#### TO BE DONE:
1. Summarize the passage on North Dakota landowners and the Keystone pipeline in two sentences.
2. In the passage on North Dakota landowners and the Keystone pipeline, how far is Paul Matthews's house from the Keystone 1 pipeline?
3. Explain, in one to three sentences, why Banderet says in the passage on North Dakota landowners and the Keystone pipeline that he feels like "a lost voice in the wilderness."

#### TEXT SHOWN:

━━━━━━

For ranchers and farmers in North Dakota, the tar sands pipeline safety record speaks for itself. Paul Matthews, a neighbor of Bob Banderet’s in southeastern North Dakota, built a house that now is just a half mile from the Keystone 1 pipeline. TransCanada bulldozed through his property a few years ago to lay the pipeline that he sees out his window every day.

“It’s a constant reminder to have this kind of threat around us," Matthews says. "Every time I draw a glass of water from my sink, I don’t know if it’s still clean. I don’t know if I go to bed at night if a catastrophe could ignite… You just don’t know those things. But with the powers of eminent domain, it was forced upon me.”

Paul Matthews and the Keystone pipeline near his home. Photo: Rocky Kistner/NRDC

Matthews and Banderet say they have tried to get more information from local and federal officials about the pumping station accident, as well as information about ongoing pipeline monitoring programs. Instead they say they have been stonewalled. “I’ve never heard from any of the federal agencies investigating these leaks,” Banderet says. “It seems they don’t want to hear the other side... It seems like they want to keep it out of sight and out of mind until everyone forgets... I feel like a lost voice in the wilderness.”

Voices of landowners like Banderet and Matthews need to be listened to in Washington, where politicians are besieged by deep-pocketed Big Oil lobbyists. But out on the front lines, farmers and ranchers know the real hazards associated with tar sands pipelines. And they aren’t about to be steamrolled until their voices are heard.

━━━━━━

#### GIVEN DATA:
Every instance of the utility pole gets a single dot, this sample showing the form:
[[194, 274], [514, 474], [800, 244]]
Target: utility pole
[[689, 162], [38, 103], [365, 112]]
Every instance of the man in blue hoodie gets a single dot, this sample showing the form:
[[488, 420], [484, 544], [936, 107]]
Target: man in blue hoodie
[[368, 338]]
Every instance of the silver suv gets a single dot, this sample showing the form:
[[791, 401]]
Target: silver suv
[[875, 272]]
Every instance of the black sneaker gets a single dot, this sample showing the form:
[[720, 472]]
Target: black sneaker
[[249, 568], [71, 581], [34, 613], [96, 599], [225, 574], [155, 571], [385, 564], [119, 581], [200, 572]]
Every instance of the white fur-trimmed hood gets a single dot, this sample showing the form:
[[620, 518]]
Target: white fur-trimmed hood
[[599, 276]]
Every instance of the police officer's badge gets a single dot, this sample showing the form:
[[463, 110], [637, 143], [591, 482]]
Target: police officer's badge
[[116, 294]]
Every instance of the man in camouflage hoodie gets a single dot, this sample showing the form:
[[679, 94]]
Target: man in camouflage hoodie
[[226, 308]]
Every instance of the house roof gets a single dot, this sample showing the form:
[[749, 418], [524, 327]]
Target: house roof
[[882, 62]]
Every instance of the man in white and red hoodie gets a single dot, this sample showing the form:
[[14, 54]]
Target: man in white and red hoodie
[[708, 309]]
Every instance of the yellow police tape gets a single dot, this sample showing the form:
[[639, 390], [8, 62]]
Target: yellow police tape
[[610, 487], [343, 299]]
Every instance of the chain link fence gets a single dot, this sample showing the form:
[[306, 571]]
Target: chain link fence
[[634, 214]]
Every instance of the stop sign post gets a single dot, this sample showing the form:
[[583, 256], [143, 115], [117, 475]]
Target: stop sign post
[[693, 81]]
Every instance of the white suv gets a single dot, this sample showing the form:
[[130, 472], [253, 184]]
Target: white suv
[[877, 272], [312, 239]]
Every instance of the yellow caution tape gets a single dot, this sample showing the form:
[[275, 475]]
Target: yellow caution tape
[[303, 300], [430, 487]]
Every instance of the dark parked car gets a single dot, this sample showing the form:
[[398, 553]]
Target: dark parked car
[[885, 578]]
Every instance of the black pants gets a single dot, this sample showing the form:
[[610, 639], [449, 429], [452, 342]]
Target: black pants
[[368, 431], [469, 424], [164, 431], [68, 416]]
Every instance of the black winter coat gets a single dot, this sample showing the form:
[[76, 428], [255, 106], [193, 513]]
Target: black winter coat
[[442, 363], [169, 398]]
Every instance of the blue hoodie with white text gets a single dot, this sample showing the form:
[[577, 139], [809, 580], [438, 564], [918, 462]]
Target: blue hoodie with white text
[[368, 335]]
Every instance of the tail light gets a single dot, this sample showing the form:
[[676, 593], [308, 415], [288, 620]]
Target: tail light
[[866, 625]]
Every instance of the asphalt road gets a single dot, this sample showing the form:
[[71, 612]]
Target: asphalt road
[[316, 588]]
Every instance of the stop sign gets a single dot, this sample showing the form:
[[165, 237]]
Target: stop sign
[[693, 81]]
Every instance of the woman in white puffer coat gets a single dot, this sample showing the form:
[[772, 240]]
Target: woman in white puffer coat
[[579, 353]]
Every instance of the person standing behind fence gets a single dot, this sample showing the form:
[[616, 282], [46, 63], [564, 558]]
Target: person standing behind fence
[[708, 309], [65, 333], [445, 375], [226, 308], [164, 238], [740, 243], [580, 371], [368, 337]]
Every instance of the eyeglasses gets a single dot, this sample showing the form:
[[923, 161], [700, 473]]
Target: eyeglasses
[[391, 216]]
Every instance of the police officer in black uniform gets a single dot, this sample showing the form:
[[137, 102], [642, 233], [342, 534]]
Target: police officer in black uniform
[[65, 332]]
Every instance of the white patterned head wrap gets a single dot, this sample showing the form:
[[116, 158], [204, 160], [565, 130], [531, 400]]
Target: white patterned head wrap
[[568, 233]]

━━━━━━

#### TASK-BY-TASK ANSWERS:
1. Paul Matthews, a landowner in southeastern North Dakota, lives a half mile from the Keystone 1 pipeline that TransCanada laid through his property under eminent domain, and he fears for his drinking water and the risk of a catastrophe. He and his neighbor Bob Banderet say local and federal officials have stonewalled their efforts to learn about a pumping station accident and ongoing pipeline monitoring.

2. A half mile.

3. He has never heard from any of the federal agencies investigating the leaks. To him, they seem unwilling to hear the other side and seem to want to keep the matter out of sight and out of mind until everyone forgets.